==== Text passage

The Ukrainian president elaborated on the subject. “Ukraine has never broken and will never break a single letter of our arrangements (regarding to gas export and transit operations) with Russia and Europe alike,” said Yushchenko. Ukraine replenished the shortage by 80% using gas from the Ukrainian storage tanks when Russia cut the deliveries, according to Yushchenko. When asked by Vremya Novostei about the ways used to make up for the remaining 20% of the undersupply, the head of Naftogaz Ukrainy Alexei Ivchenko plainly confessed: “We simply cut the domestic consumption.”
Later an independent gas expert who requested to remain anonymous, said that Yushchenko was wrong while referring to that 80 percent. The Ukrainian president had been misinformed by a member of his own team, according to the expert.

========
==== Data extracts

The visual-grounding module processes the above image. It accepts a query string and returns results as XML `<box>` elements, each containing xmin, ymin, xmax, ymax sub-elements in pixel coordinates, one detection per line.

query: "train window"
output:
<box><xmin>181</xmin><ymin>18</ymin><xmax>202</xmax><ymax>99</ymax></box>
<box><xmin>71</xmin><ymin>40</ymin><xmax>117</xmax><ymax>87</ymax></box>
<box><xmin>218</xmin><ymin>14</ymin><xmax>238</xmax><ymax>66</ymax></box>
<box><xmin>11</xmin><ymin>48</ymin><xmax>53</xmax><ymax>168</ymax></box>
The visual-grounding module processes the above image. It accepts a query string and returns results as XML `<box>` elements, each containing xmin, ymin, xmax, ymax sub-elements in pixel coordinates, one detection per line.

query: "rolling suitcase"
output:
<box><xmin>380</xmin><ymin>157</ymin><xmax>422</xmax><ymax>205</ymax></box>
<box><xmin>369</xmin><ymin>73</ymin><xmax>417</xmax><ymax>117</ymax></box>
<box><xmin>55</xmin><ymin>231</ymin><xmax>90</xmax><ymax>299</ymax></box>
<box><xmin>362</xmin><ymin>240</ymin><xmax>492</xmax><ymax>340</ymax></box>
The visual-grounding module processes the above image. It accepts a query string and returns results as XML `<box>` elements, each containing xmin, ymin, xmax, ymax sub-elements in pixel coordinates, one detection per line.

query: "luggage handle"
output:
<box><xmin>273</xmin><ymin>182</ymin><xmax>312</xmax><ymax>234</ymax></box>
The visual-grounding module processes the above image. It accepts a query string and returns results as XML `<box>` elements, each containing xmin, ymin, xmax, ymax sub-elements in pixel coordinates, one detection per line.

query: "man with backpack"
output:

========

:: To do ::
Change "storage tanks" to "storage facilities" in the gas dispute text between "The Ukrainian president elaborated" and "to the expert.", inclusive, and write out that part. This data comes from a separate source.

:: Written response ::
The Ukrainian president elaborated on the subject. “Ukraine has never broken and will never break a single letter of our arrangements (regarding to gas export and transit operations) with Russia and Europe alike,” said Yushchenko. Ukraine replenished the shortage by 80% using gas from the Ukrainian storage facilities when Russia cut the deliveries, according to Yushchenko. When asked by Vremya Novostei about the ways used to make up for the remaining 20% of the undersupply, the head of Naftogaz Ukrainy Alexei Ivchenko plainly confessed: “We simply cut the domestic consumption.”
Later an independent gas expert who requested to remain anonymous, said that Yushchenko was wrong while referring to that 80 percent. The Ukrainian president had been misinformed by a member of his own team, according to the expert.